◆ TEXT PASSAGE:
■ ■ ■ ■ ■ ■ ■

Congenital FVII deficiency

No.	Age (year)	F7 c.64 + 5G > A	F7 c.1224 T > G	PT	APTT	FVII:C
II-1	63	Wild type	Heterozygous	14.2	–	67
II-2	61	Heterozygous	Heterozygous	28.4	38.9	5
II-4	50	Heterozygous	Heterozygous	30.3	34.6	4
III-1	36	Heterozygous	Wild type	14.4	33.5	45
III-2	28	Wild type	Heterozygous	14.5	37.1	51

Discussion and conclusions

HLH is a severe or fatal inflammatory condition caused by hereditary or acquired immunoregulatory abnormity. Inflammatory cytokine storm caused by the excessive activation and proliferation of macrophages and T-lymphocytes may contribute to HLH pathology [12, 13]. Primary HLH is an autosomal or X-linked recessive immune disorders. Secondary HLH is often precipitated by infection, autoimmune disease, malignancy, or metabolic conditions, and its prognosis is poor. The initial clinical manifestations of HLH may vary widely and lead to misdiagnosis. For secondary HLH, 8 criteria were proposed (fever, splenomegaly, cytopenia, hypertryglyceridemia or hypofibrinogenemia, high ferritin, elevated soluble CD25, low NK cell activity, and hemophagocytosis in biopsy) and the presence of 5/8 of these criteria confirmed the diagnosis [10]. Prompt start of therapy was essential and lifesaving. In this study, the patient received anti-infection therapy with Moxifloxacin Hydrochloride for 6 days, and then she was transferred to our department and treated according to HLH-2004 when her fever persisted for 20 days. CT scanning showed pulmonary infection. EBV was not detected, and malignancy could not be excluded.

■ ■ ■ ■ ■ ■ ■

◆ INFORMATION GIVEN:
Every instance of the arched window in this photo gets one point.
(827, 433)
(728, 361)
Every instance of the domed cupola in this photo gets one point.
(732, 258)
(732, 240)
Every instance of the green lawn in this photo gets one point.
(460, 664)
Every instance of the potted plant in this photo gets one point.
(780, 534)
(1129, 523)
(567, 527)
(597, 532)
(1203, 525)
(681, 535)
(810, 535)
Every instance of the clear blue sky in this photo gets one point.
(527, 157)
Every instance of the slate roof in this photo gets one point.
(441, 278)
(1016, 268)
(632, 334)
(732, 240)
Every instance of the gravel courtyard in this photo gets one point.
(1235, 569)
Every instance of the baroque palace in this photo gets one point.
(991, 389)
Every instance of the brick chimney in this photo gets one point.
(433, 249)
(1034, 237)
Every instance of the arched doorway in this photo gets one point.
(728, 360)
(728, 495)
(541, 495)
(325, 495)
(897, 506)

■ ■ ■ ■ ■ ■ ■

◆ WHAT TO WORK ON:
[A] Answer these from the FVII deficiency excerpt:
(i) What FVII:C value is given for II-2?
(ii) For how many days did the patient receive Moxifloxacin Hydrochloride?
(iii) How many of the 8 proposed criteria must be present to confirm a diagnosis of secondary HLH?
[B] List every condition that the FVII deficiency excerpt says often precipitates secondary HLH.
The items play no part in this work.

◆ RESULTS BY TASK:
[A]
(i) 5
(ii) 6 days
(iii) 5

[B]
- Infection
- Autoimmune disease
- Malignancy
- Metabolic conditions